*SELECTED TEXT:*

--*--

Base pipeline to compare histogram to previous rolling histograms

__init__(func_hist_collector, read_key, store_key, assign_to_key=None, hist_col='histogram', suffix='comp', *args, **kwargs)

Initialize an instance of RollingHistComparer.

Parameters
  • func_hist_collector – histogram collection function

  • read_key (str) – key of input data to read from data store

  • store_key (str) – key of output data to store in data store

  • assign_to_key (str) – key of the input data to assign function applied-output to. (optional)

  • hist_col (str) – column/key in input df/dict that contains the histogram. default is ‘histogram’

  • suffix (str) – column/key of rolling histogram. default is ‘roll’ -> column = ‘histogram_roll’

  • args – (tuple, optional): residual args passed on to func_mean and func_std

  • kwargs – (dict, optional): residual kwargs passed on to func_mean and func_std

class popmon.analysis.comparison.hist_comparer.NormHistComparer(func_hist_collector, read_key, store_key, assign_to_key=None, hist_col='histogram', *args, **kwargs)

--*--

*GIVEN INFORMATION:*

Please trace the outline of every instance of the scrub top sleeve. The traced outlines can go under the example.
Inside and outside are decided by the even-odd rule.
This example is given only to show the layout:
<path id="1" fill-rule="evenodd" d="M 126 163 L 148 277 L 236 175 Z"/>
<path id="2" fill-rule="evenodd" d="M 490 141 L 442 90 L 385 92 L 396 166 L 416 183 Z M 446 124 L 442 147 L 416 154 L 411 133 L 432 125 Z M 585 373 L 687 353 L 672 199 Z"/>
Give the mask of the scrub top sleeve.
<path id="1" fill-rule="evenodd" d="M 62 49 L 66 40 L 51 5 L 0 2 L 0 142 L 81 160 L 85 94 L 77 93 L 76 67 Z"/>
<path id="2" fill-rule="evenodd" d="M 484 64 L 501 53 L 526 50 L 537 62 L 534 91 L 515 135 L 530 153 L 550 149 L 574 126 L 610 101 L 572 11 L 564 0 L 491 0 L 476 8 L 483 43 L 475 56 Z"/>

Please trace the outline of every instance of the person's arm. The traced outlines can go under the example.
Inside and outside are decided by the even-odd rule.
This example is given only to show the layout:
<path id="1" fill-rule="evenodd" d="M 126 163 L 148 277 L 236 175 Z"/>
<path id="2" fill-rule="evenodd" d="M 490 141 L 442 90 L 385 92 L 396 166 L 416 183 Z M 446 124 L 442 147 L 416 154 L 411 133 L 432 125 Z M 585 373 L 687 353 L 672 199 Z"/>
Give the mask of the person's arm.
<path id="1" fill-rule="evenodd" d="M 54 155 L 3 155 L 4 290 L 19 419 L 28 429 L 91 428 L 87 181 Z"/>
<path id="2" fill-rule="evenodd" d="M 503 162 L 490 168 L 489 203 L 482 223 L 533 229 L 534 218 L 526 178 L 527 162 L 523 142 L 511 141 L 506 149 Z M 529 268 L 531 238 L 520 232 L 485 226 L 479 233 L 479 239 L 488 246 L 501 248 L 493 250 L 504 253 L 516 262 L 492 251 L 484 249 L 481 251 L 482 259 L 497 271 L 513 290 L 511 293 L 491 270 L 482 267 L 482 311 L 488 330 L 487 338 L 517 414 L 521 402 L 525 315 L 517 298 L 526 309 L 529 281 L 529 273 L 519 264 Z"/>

--*--

*PROBLEM SET:*
A. Using the RollingHistComparer documentation, explain in one to three sentences how the read_key and store_key parameters each relate to the data store.
B. In the RollingHistComparer documentation, what is the default value of the hist_col parameter?

*RESULTS OF THE EXERCISE:*
A. The read_key parameter is a string giving the key of the input data that is read from the data store. The store_key parameter is a string giving the key under which the output data is stored in the data store.

B. The default is 'histogram'.